━━ Extrait du texte ━━
En fan des écrits des soeurs Brontë, forcément tout texte qui emprunte à leur univers, mieux qui les fait revivre, m'intéresse au plus haut point. J'ai déjà passé un très bon moment avec un policier pour la jeunesse où c'était la jeune Jane Austen qui menait l'enquête, je ne doutais pas qu'il en serait de même avec le trio des soeurs Brontë dans celui-ci. Ce fut une franche réussite.
Je salue tout d'abord la beauté des couvertures de cette collection. Tout en raffinement, Anne-Claire Payet s'amuse à reprendre les codes de la littérature féminine en y ajoutant un petit twist, ici une héroïne la pipe au bec ainsi qu'un soulier abandonné, puis dans chaque tome, elle glissera ainsi un indice sur la teneur de l'enquête de ses héroïnes, subtil mais simple et efficace. La plume de l'autrice a les mêmes vertus. Pas de phrase alambiquées ou volontairement vieillies pour coller au style de l'époque, non juste une prose simple et contemporaine, sans anachronisme racoleur. C'était extrêmement agréable.
Avec La mariée disparue, on découvre l'univers singulier imaginé par Bella Ellis. C'est simple, à ses côtés, on se retrouve plongé littéralement dans la vie des soeurs et du frère Brontë, dans leur petit village de Haworth dans l'Angleterre du XIXe. Le texte est ainsi un subtile mélange d'enquête policière et de récit biographique sur ces personnages hautement célèbres. En effet, l'autrice s'amuse à distiller dans les pages des aventures qu'ils vont vivre tout plein de petits éléments biographiques savoureux pour qui connaît ou ne connaît pas ces figures de la littérature anglaise. C'est très délectable à suivre.
On retrouve également mélangés à l'enquête des éléments qui pourraient servir d'inspiration à nos autrices dans leurs écrits futurs. Bella Ellis semble beaucoup s'amuser à reprendre des éléments et ambiances clés des écrits de chacune d'elles pour les glisser ici, de la passion d'Emily pour la poésie, la solitude et les landes, de l'amour perdue de Charlotte pour son professeur, à la mélancolie de leur frère qui inspirera Anne. Tout y est en sous-texte ici. Bella Ellis plonge même son récit dans une belle et riche ambiance gothique qui fera le sel de bien des textes de nos écrivaines. Excellent !
Cependant, tout cela prend énormément de place et rend la narration un peu mollassonne parfois. Nous sommes tout de même dans un texte qui se veut être une enquête policière, où nos charmantes filles de pasteur viennent mettre leur nez dans la disparition tragique d'une voisine, cela devrait donc être plus aventureux. Or à vouloir planter ce décor riche en détails sur leur vie à elles, parfois l'autrice oublie un peu son enquête et la fait avancer lentement et par à coups. Il y a un déséquilibre entre la place pris par celle-ci dans le texte et celle prise par les détails sur la vie de nos héroïnes. C'est un peu dommage.
━━━
━━ Données fournies ━━
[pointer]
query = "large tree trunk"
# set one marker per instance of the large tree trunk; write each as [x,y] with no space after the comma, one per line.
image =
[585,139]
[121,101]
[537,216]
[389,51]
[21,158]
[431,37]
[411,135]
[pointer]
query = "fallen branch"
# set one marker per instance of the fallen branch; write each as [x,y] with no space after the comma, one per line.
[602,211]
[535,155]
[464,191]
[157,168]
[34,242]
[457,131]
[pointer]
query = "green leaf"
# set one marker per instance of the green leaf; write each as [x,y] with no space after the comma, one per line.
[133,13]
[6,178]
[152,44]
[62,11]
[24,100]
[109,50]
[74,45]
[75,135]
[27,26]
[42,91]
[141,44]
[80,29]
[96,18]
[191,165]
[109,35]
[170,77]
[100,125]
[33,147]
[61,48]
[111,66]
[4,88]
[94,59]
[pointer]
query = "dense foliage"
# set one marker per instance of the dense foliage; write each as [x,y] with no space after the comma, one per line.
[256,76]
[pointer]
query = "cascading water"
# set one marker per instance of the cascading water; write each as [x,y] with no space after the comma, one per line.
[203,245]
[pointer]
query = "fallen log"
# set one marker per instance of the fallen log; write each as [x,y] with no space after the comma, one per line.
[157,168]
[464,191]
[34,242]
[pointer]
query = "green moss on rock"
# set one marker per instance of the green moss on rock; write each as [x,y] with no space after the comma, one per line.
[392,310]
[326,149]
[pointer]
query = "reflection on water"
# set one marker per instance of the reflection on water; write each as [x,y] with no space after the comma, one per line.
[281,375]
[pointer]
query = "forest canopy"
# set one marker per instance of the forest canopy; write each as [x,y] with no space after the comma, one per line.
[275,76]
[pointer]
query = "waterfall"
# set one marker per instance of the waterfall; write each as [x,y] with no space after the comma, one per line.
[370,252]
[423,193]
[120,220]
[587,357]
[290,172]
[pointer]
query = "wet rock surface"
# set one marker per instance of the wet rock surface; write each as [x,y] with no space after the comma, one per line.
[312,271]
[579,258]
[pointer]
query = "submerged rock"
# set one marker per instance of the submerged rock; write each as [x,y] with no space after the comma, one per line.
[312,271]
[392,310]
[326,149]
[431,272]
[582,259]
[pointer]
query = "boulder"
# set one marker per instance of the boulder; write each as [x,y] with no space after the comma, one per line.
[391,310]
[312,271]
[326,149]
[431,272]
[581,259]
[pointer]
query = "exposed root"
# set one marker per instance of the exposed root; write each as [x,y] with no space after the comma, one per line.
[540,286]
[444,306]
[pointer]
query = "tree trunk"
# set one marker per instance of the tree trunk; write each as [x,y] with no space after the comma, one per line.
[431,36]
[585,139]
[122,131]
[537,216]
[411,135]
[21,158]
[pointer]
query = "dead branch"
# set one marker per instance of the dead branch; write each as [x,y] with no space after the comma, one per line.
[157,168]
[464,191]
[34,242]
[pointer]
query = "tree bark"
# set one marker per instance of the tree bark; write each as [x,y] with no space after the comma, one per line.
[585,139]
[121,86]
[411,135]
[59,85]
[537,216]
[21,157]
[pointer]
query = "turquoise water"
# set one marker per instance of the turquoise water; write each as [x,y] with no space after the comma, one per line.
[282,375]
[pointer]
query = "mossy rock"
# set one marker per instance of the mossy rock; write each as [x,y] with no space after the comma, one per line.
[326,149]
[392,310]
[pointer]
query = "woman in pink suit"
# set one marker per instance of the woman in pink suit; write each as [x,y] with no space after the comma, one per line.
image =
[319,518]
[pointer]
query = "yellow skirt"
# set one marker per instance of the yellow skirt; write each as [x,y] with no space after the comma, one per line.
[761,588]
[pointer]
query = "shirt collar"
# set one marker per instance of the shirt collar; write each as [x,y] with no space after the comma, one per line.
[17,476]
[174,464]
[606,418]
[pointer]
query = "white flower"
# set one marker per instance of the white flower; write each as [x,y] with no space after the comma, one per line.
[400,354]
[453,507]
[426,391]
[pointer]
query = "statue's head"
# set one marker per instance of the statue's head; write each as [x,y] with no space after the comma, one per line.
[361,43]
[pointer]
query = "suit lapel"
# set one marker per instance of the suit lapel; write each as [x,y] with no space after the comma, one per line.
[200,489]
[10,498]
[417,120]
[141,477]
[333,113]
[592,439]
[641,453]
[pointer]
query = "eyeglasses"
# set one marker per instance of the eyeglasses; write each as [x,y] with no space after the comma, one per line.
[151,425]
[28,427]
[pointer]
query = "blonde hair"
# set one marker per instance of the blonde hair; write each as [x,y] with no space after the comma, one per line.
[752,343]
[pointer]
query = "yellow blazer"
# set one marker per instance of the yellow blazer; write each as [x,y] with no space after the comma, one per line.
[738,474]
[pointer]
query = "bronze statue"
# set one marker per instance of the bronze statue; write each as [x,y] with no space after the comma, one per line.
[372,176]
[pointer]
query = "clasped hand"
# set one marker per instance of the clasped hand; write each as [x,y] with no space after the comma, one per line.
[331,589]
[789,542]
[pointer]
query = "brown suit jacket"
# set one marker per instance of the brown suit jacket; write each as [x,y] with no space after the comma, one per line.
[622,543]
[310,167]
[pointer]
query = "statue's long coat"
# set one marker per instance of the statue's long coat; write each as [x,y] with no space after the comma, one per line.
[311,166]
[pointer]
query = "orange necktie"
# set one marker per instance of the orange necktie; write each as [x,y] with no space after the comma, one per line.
━━━
▸ À faire
Recopiez la critique en partant du passage qui contient « En fan des écrits » et en vous arrêtant après « une franche réussite. ». Remplacez au passage « Jane Austen » par « Agatha Christie ».

▸ Réponse ci-dessous
En fan des écrits des soeurs Brontë, forcément tout texte qui emprunte à leur univers, mieux qui les fait revivre, m'intéresse au plus haut point. J'ai déjà passé un très bon moment avec un policier pour la jeunesse où c'était la jeune Agatha Christie qui menait l'enquête, je ne doutais pas qu'il en serait de même avec le trio des soeurs Brontë dans celui-ci. Ce fut une franche réussite.